Below is the output of running the above code. Note that within the category dog the highest animalPart counts were for both ‘ears’ and ‘snout’, so both of these are included as ‘highest occurring’ for category dog.

max counts for each animal/part combo
+------+-----+--------+
|animal| part|hi_count|
+------+-----+--------+
|   dog| ears|       5|
|   dog|snout|       5|
|   cat|  fur|       9|
|   dog| tail|       2|
|   cat|  paw|       4|
+------+-----+--------+

max counts for each animal/part combo (ranked)
+------+-----+--------+----+
|animal| part|hi_count|rank|
+------+-----+--------+----+
|   dog| ears|       5|   1|
|   dog|snout|       5|   1|
|   dog| tail|       2|   2|
|   cat|  fur|       9|   1|
|   cat|  paw|       4|   2|
+------+-----+--------+----+

show only animal/part combos with highest count
+------+-----+--------+
|animal| part|hi_count|
+------+-----+--------+
|   dog| ears|       5|
|   dog|snout|       5|
|   cat|  fur|       9|
+------+-----+--------+

Structured Streaming Approach Details

The full listing of our Structured Streaming solution is shown below, and its main entry point is processInputStream() which accepts a function that maps a DataFrame to a StreamingQuery. We parameterize our strategy for creating a streaming query so that during ad-hoc testing and verification , we write out our results to the console (via consoleWriter). Then, when running the code in production (as production as we can get for a demo application) we use the fileWriter strategy which will use foreachBatch to (a) perform some additional transformations of each batch of intermediate results in the stream (using rank() which we discussed above), and then (b) invoke FileHelpers.writeStringToFile() to write out the results.


object TopStatesInWindowRanker {
  def rankAndFilter(batchDs: Dataset[Row]): DataFrame = {
      batchDs.
        withColumn(
          "rank",
          rank().
            over(
              Window.
                partitionBy("window_start").
                orderBy(batchDs.col("count").desc)))
        .orderBy("window_start")
        .filter(col("rank") <= 1)
        .drop("rank")      
        .groupBy("window_start")
        .agg(collect_list("state").as("states"))         
  }
}

object StreamWriterStrategies {

  type DataFrameWriter = DataFrame => StreamingQuery

  val consoleWriter: DataFrameWriter = { df =>
    df.writeStream.
      outputMode("complete").
      format("console").
      trigger(Trigger.ProcessingTime(10)).
      option("truncate", value = false).
      start()
  }

  val fileWriter: DataFrameWriter = { df =>
    df
      .writeStream
      .outputMode("complete")
      .trigger(Trigger.ProcessingTime(10))
      .foreachBatch {
        (batchDs: Dataset[Row], batchId: Long) =>
          val topCountByWindowAndStateDf =
            TopStatesInWindowRanker.rankAndFilter(batchDs)
          val statesForEachWindow =
            topCountByWindowAndStateDf.
              collect().
              map {
                row: Row =>
                  val windowStart = row.getAs[Any]("window_start").toString
                  val states =
                    SortedSet[String]() ++ row.getAs[WrappedArray[String]]("states").toSet
                  s"for window $windowStart got sensor states: $states"
# # # # #
**What is asked:**
#1 Reproduce the Structured Streaming passage word for word, starting with "The full listing" and going on through "out the results.".
#2 Resume the Structured Streaming passage at the point where it stops.
# # # # #
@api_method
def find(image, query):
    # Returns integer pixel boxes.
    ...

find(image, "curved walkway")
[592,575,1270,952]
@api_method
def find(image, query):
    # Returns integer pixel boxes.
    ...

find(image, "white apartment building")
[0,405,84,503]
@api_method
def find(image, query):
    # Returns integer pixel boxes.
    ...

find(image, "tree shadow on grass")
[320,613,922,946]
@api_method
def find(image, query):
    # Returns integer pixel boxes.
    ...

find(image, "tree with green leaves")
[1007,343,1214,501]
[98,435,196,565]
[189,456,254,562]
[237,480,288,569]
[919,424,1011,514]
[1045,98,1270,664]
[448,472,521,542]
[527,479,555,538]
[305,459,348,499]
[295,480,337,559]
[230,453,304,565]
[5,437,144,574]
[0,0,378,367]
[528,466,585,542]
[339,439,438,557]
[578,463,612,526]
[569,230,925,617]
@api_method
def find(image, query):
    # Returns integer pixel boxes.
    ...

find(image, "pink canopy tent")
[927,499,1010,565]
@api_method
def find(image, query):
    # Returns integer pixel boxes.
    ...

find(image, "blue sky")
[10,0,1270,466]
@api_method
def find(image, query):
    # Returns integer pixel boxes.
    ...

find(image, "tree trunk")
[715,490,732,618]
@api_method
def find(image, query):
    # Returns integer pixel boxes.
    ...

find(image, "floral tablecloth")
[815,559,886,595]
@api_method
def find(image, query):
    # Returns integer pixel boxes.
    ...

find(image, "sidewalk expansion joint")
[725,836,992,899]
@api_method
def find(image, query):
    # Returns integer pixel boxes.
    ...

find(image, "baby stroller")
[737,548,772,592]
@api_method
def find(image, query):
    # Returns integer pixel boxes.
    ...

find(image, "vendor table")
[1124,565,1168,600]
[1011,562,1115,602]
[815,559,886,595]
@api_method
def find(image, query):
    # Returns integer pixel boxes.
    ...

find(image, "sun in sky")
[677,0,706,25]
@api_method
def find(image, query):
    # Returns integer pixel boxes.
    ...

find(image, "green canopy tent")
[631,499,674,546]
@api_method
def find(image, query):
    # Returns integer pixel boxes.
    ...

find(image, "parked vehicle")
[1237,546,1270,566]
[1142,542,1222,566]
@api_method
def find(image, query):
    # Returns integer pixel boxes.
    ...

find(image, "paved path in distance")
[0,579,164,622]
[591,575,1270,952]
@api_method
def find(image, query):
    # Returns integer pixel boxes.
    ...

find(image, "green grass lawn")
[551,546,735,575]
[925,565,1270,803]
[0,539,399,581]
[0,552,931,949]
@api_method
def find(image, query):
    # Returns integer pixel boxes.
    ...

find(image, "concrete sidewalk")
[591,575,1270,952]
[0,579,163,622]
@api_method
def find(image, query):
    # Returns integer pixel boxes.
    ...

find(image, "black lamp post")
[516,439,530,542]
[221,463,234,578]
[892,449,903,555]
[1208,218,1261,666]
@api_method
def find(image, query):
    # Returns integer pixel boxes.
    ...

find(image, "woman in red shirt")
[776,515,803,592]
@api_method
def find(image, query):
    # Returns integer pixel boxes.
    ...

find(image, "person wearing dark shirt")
# # # # #
**Answers to each task:**
#1
The full listing of our Structured Streaming solution is shown below, and its main entry point is processInputStream() which accepts a function that maps a DataFrame to a StreamingQuery. We parameterize our strategy for creating a streaming query so that during ad-hoc testing and verification , we write out our results to the console (via consoleWriter). Then, when running the code in production (as production as we can get for a demo application) we use the fileWriter strategy which will use foreachBatch to (a) perform some additional transformations of each batch of intermediate results in the stream (using rank() which we discussed above), and then (b) invoke FileHelpers.writeStringToFile() to write out the results.

#2
              }.toList

          FileHelpers.writeStringToFile(
            outputFile,
            statesForEachWindow.mkString("\n"), append = false)
          println(s"at ${new Date().toString}. Batch: $batchId / statesperWindow: $statesForEachWindow ")
      }
      .start()
  }
}

object StructuredStreamingTopSensorState {

  import StreamWriterStrategies._
  import com.lackey.stream.examples.Constants._

  def processInputStream(doWrites: DataFrameWriter = consoleWriter): StreamingQuery = {
    val sparkSession = SparkSession.builder
      .master("local")
      .appName("example")
      .getOrCreate()

    sparkSession.sparkContext.setLogLevel("ERROR")
    import org.apache.spark.sql.functions._
    import sparkSession.implicits._

    val fileStreamDS: Dataset[String] = // create line stream from files in folder
      sparkSession.readStream.textFile(incomingFilesDirPath).as[String]

    doWrites(
      toStateCountsByWindow(
        fileStreamDS,
        sparkSession)
    )
  }


  val WINDOW: String = s"$WINDOW_SECS seconds"
  val SLIDE: String = s"$SLIDE_SECS seconds"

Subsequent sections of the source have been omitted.